Entries drawn from a collection:
----
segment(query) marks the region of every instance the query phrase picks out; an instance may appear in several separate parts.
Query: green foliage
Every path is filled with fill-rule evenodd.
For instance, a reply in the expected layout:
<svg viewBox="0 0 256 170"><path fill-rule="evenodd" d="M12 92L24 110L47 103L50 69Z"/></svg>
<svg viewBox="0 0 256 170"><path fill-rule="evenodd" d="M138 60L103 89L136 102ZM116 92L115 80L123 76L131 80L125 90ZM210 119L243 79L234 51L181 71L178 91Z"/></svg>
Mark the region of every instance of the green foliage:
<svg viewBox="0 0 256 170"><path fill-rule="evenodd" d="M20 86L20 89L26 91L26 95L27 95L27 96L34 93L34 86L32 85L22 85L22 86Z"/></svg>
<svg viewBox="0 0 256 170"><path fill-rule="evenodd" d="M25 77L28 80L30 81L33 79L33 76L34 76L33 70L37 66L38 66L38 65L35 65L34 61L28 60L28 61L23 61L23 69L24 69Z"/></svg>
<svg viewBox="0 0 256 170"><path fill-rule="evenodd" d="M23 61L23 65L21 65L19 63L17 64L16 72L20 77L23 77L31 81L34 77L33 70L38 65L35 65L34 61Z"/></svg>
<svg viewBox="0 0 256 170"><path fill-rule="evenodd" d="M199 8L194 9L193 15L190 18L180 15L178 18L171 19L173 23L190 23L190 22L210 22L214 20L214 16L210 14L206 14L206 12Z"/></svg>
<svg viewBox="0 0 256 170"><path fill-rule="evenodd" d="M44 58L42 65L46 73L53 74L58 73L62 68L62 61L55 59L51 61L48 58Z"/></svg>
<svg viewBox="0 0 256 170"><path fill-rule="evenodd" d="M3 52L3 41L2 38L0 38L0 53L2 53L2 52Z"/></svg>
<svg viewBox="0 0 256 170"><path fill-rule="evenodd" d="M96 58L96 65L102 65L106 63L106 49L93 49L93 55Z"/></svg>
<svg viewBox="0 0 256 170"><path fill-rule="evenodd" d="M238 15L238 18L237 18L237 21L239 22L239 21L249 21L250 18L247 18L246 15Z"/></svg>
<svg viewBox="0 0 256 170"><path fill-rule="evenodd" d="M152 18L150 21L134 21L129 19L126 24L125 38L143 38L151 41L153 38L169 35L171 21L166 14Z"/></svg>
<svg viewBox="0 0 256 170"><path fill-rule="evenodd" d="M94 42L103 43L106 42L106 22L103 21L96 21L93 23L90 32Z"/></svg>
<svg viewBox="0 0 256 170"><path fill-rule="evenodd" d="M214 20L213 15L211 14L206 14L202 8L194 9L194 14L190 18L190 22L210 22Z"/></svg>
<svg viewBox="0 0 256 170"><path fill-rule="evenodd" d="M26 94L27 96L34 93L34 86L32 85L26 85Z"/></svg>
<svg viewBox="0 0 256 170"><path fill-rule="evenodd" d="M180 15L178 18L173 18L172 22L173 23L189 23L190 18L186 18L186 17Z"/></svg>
----
### Goal
Format the lines above as a Markdown table with the columns No. and Line, giving each line its row number and skipping any blank lines.

### Result below
| No. | Line |
|---|---|
| 1 | segment(query) marks the region of every instance the query phrase picks out; an instance may appear in several separate parts. |
| 2 | Query: green foliage |
| 3 | Every path is filled with fill-rule evenodd. |
| 4 | For instance, a reply in the expected layout: |
| 5 | <svg viewBox="0 0 256 170"><path fill-rule="evenodd" d="M12 92L24 110L47 103L50 69Z"/></svg> |
| 6 | <svg viewBox="0 0 256 170"><path fill-rule="evenodd" d="M138 60L103 89L136 102ZM116 92L115 80L123 76L131 80L125 90ZM210 119L243 79L234 51L181 71L178 91Z"/></svg> |
| 7 | Mark the region of every instance of the green foliage: |
| 8 | <svg viewBox="0 0 256 170"><path fill-rule="evenodd" d="M20 86L20 89L26 91L26 95L27 95L27 96L34 93L34 86L32 85L22 85L22 86Z"/></svg> |
| 9 | <svg viewBox="0 0 256 170"><path fill-rule="evenodd" d="M25 77L28 80L30 81L33 79L33 76L34 76L33 70L37 66L38 66L38 65L35 65L34 61L28 60L28 61L23 61L23 69L24 69Z"/></svg> |
| 10 | <svg viewBox="0 0 256 170"><path fill-rule="evenodd" d="M23 61L23 65L21 65L19 63L17 64L16 72L20 77L23 77L31 81L34 77L33 70L38 65L35 65L34 61Z"/></svg> |
| 11 | <svg viewBox="0 0 256 170"><path fill-rule="evenodd" d="M199 8L194 9L193 15L190 18L180 15L178 18L171 19L173 23L190 23L190 22L210 22L214 20L214 16L210 14L206 14L206 12Z"/></svg> |
| 12 | <svg viewBox="0 0 256 170"><path fill-rule="evenodd" d="M44 58L42 65L46 73L53 74L58 73L62 68L62 61L55 59L51 61L48 58Z"/></svg> |
| 13 | <svg viewBox="0 0 256 170"><path fill-rule="evenodd" d="M3 52L3 41L2 38L0 38L0 53L2 53L2 52Z"/></svg> |
| 14 | <svg viewBox="0 0 256 170"><path fill-rule="evenodd" d="M96 58L96 65L102 65L106 63L106 49L93 49L93 55Z"/></svg> |
| 15 | <svg viewBox="0 0 256 170"><path fill-rule="evenodd" d="M238 15L238 18L237 18L237 21L239 22L239 21L249 21L250 18L247 18L246 15Z"/></svg> |
| 16 | <svg viewBox="0 0 256 170"><path fill-rule="evenodd" d="M152 18L150 21L134 21L129 19L126 24L125 38L143 38L151 41L153 38L169 35L171 21L166 14Z"/></svg> |
| 17 | <svg viewBox="0 0 256 170"><path fill-rule="evenodd" d="M94 42L103 43L106 42L106 22L103 21L96 21L93 23L90 32Z"/></svg> |
| 18 | <svg viewBox="0 0 256 170"><path fill-rule="evenodd" d="M214 20L213 15L211 14L206 14L202 8L194 9L194 14L190 18L190 22L210 22Z"/></svg> |
| 19 | <svg viewBox="0 0 256 170"><path fill-rule="evenodd" d="M26 94L27 96L34 93L34 86L32 85L26 85Z"/></svg> |
| 20 | <svg viewBox="0 0 256 170"><path fill-rule="evenodd" d="M180 15L178 18L173 18L172 22L173 23L189 23L190 18L186 18L186 17Z"/></svg> |